Dataset rows |

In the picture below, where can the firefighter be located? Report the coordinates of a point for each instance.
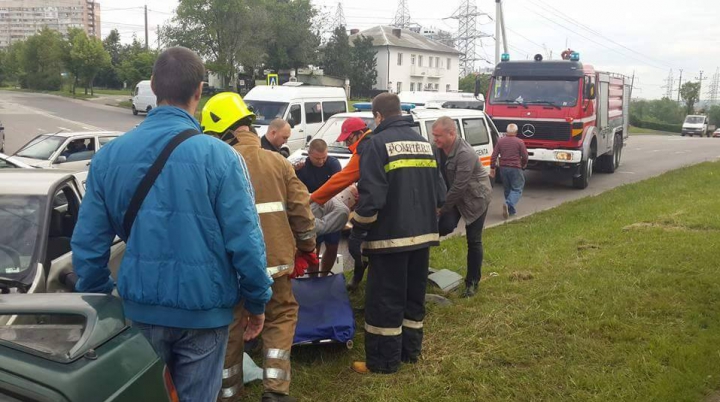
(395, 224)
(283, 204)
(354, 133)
...
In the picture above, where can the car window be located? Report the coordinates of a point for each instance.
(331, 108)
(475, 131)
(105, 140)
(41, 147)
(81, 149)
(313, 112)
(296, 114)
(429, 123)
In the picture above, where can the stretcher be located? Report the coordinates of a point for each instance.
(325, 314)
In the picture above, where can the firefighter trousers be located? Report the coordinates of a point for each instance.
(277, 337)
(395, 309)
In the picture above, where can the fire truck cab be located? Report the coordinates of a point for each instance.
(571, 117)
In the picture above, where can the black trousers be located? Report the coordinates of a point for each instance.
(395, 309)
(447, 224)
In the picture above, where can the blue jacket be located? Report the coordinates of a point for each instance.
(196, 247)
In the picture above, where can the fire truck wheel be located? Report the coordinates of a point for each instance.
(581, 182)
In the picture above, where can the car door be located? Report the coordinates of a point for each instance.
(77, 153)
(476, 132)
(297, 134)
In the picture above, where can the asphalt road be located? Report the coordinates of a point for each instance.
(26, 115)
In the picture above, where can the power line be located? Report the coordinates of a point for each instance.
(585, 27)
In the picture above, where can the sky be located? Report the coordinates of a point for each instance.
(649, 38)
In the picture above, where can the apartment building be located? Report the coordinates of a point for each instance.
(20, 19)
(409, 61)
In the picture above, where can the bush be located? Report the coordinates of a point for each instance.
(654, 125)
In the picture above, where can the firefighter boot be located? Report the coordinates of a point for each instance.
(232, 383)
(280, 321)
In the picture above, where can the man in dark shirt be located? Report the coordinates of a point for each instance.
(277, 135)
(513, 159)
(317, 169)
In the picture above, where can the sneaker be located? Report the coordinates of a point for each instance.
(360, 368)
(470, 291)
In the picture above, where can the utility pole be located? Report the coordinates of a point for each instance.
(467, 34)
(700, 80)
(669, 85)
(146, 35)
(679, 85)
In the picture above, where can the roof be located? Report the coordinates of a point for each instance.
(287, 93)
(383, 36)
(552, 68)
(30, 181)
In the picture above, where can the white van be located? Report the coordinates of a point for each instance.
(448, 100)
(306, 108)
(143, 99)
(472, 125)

Exercise requirements | Please report every line in the records above that contains the word "truck", copying each line in full.

Task output |
In the picture above, where can the fire truck cab be located? Report the coordinates of a point for each instance.
In the picture above, where can the fire truck wheel be located? Report the coordinates of a point for each instance.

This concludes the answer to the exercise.